**What needs to be done**
Show each line below that contains the word "white".

**Data excerpts**
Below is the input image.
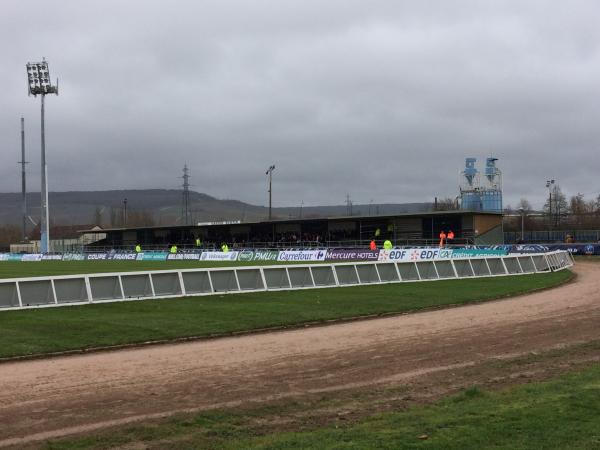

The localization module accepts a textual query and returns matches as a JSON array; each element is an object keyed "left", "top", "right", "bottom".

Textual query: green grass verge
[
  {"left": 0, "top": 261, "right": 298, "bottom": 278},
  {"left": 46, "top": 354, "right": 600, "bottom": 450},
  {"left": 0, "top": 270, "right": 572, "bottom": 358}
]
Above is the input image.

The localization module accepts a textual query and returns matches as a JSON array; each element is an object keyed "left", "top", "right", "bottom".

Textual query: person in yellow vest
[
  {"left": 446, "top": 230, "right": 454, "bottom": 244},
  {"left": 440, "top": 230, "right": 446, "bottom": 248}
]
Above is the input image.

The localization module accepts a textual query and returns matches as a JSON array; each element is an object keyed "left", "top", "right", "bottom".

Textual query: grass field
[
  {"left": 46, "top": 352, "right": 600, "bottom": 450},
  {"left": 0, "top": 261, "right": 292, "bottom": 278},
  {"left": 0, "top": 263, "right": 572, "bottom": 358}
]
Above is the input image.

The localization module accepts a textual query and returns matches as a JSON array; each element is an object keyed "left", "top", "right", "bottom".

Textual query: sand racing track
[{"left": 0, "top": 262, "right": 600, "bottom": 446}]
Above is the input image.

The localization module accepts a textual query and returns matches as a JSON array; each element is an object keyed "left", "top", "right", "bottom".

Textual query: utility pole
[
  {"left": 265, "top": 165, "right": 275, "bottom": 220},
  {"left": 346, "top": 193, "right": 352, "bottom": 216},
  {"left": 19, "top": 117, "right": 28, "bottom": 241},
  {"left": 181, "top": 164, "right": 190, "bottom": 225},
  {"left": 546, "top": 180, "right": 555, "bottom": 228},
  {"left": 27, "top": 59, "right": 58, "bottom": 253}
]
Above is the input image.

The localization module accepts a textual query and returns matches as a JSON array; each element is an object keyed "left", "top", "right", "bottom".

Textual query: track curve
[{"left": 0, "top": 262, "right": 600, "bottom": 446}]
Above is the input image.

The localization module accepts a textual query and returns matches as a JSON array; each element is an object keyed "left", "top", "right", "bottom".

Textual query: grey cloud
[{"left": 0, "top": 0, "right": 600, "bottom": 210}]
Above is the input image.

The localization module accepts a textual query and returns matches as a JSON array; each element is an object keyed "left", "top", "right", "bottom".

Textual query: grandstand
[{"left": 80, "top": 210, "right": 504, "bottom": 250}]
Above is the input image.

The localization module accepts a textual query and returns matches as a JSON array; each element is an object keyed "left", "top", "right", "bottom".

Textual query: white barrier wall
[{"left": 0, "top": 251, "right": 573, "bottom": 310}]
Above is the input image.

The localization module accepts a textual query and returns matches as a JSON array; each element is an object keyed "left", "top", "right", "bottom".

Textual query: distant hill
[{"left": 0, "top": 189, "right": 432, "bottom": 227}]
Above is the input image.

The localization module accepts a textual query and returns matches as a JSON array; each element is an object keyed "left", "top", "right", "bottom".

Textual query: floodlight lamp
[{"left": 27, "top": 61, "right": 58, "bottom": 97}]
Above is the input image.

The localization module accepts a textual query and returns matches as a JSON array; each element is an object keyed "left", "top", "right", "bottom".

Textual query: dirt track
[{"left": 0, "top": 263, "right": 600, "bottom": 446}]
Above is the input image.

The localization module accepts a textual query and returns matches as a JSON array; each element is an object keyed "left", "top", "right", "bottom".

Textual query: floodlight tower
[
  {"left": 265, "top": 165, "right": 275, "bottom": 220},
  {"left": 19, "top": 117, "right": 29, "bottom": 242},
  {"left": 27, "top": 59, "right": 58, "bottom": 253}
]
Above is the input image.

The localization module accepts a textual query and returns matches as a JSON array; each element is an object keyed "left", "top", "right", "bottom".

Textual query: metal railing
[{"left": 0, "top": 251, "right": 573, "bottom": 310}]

--

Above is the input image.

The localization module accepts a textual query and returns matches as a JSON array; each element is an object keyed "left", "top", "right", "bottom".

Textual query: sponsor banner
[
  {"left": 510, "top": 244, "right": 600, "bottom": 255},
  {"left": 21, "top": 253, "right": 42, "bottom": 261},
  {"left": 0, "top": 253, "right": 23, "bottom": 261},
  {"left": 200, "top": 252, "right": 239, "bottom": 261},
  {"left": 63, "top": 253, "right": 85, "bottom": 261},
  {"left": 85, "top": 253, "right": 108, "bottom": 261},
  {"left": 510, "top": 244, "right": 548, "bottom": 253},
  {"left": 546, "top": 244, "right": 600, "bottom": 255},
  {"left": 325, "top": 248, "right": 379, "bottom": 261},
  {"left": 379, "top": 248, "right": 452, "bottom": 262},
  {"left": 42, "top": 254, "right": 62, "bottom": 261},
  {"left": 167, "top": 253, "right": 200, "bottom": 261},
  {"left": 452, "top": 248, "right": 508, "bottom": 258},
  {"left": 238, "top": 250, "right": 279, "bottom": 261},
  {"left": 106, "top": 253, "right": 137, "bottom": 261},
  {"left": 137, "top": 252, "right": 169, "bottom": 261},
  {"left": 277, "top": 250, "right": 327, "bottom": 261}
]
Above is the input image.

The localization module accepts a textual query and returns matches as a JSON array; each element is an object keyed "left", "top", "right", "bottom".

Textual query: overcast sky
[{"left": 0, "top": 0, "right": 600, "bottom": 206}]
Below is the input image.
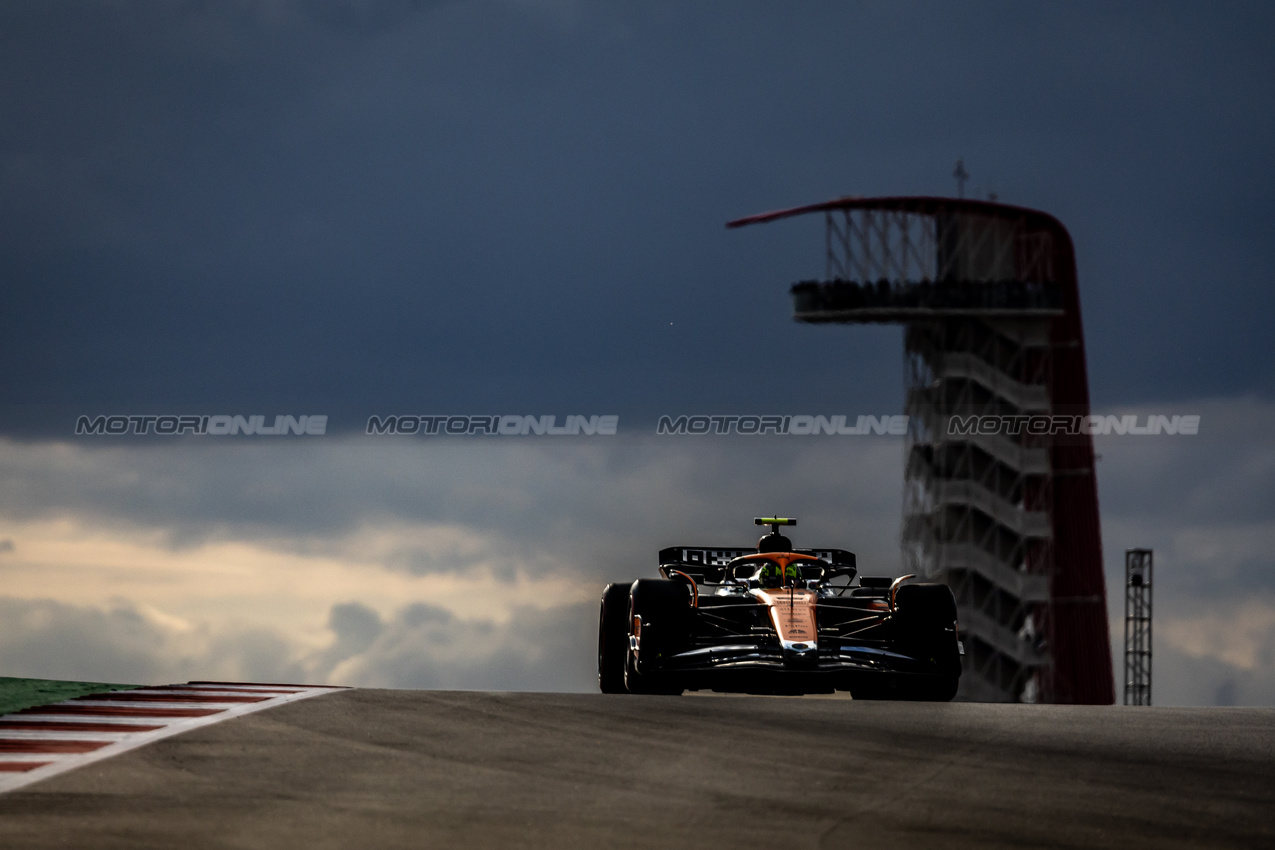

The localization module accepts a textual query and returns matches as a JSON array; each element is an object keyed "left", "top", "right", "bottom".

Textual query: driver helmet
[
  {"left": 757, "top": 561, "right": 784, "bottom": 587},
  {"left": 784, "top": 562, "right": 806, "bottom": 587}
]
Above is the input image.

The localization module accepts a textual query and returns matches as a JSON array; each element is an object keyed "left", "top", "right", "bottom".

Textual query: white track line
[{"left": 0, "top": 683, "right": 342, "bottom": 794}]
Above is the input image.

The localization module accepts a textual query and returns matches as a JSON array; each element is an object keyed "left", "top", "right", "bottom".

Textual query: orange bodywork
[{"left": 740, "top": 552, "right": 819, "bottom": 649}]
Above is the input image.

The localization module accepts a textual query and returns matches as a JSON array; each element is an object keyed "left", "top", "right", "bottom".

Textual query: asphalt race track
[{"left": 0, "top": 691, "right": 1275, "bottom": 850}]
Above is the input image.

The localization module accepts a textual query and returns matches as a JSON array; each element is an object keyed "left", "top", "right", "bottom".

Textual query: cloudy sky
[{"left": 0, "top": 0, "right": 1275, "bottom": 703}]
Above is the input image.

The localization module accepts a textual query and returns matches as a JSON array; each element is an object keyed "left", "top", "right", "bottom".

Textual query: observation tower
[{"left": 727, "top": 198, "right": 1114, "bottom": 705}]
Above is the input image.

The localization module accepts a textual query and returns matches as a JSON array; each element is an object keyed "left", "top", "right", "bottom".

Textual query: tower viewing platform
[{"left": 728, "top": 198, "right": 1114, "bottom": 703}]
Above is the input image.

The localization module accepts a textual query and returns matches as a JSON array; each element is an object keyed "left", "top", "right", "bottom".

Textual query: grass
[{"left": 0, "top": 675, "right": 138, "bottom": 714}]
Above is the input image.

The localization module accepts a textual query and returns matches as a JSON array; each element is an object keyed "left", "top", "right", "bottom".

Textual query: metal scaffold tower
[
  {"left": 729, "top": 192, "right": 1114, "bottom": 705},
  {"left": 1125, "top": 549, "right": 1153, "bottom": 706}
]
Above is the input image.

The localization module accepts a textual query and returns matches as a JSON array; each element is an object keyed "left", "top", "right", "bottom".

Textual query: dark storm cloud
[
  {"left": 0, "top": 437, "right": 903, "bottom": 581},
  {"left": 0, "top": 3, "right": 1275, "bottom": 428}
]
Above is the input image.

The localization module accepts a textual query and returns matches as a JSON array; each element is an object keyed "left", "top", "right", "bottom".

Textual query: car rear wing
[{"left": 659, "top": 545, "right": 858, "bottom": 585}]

**Final answer**
Textual query: white barrier wall
Textual query: white track line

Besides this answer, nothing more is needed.